═══ MATERIAL FOR THE TASK

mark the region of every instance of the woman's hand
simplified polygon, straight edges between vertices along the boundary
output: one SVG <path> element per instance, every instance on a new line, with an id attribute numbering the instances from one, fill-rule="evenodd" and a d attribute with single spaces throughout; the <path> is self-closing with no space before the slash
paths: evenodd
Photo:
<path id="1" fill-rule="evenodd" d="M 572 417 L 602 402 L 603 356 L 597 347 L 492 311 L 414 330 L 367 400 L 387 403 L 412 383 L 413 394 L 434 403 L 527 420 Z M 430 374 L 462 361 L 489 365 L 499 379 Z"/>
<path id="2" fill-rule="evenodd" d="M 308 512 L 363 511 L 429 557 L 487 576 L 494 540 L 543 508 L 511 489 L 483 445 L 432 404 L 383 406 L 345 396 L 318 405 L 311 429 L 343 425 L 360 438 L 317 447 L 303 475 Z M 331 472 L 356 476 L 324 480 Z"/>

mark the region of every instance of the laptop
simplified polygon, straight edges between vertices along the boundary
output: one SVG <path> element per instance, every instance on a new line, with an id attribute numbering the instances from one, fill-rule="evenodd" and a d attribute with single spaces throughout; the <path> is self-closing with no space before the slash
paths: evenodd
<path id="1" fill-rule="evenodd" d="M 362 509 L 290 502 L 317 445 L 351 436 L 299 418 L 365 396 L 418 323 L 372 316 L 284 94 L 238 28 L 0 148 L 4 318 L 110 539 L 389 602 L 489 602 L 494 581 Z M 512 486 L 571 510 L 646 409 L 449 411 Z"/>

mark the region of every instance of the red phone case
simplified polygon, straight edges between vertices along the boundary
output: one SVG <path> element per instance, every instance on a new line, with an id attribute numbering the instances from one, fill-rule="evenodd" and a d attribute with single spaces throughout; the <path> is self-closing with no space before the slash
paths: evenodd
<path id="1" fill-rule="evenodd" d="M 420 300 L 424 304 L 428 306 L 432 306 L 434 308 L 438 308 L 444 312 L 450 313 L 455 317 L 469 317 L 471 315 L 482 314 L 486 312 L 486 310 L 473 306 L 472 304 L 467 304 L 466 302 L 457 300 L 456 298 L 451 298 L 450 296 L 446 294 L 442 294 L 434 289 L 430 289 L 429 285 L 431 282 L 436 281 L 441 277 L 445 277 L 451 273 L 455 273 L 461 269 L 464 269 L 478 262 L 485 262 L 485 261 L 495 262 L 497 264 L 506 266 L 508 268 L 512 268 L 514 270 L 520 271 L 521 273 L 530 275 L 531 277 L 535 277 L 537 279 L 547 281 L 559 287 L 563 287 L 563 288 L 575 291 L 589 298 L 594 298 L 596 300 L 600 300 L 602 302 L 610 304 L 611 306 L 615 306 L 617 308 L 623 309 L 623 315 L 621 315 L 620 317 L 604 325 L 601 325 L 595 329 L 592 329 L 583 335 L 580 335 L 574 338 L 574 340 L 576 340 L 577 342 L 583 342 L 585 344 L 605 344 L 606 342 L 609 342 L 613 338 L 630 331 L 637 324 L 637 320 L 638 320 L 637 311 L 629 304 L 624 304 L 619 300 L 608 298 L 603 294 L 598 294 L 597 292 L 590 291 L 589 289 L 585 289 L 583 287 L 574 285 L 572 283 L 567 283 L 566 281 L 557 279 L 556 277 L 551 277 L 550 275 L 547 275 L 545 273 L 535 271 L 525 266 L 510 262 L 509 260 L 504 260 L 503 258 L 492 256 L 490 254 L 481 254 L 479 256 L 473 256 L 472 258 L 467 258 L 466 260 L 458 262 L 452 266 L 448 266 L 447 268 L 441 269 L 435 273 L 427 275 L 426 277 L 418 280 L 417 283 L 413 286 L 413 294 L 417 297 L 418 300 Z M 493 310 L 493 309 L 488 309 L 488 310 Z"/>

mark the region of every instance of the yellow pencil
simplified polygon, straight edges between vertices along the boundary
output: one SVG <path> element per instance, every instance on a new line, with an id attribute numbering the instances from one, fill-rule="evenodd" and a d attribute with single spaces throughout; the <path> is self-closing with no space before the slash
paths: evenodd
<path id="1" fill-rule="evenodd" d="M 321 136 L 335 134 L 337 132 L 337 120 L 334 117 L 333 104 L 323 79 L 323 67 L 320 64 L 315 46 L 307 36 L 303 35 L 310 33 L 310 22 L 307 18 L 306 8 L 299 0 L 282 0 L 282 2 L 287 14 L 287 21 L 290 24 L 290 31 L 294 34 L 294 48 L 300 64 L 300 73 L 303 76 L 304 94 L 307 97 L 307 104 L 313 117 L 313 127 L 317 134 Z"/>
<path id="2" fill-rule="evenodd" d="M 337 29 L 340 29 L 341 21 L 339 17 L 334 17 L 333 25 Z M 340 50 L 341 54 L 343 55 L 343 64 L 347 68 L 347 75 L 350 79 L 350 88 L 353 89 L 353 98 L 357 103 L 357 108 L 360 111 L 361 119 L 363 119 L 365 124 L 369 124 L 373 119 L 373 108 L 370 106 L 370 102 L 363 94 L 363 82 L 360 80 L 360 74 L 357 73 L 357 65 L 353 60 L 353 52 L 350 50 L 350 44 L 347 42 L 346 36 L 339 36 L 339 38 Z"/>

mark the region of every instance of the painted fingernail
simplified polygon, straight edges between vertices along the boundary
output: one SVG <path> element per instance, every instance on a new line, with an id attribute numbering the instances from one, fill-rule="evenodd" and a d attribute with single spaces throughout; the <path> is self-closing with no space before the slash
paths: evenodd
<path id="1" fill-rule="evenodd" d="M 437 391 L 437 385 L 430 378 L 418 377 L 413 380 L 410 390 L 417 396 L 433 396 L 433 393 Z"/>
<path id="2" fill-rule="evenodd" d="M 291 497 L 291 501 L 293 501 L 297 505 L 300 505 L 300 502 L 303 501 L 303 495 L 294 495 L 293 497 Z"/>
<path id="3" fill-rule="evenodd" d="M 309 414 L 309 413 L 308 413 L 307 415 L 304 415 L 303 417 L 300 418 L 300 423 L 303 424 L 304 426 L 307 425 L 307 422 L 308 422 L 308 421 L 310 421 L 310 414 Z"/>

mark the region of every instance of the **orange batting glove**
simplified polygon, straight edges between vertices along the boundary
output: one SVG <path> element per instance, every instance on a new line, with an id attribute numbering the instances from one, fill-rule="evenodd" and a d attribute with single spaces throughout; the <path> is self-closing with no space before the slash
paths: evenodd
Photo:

══════

• WHAT TO PRODUCE
Give the number of lines in the listing above where the word "region" appears, and nothing else.

• ANSWER AREA
6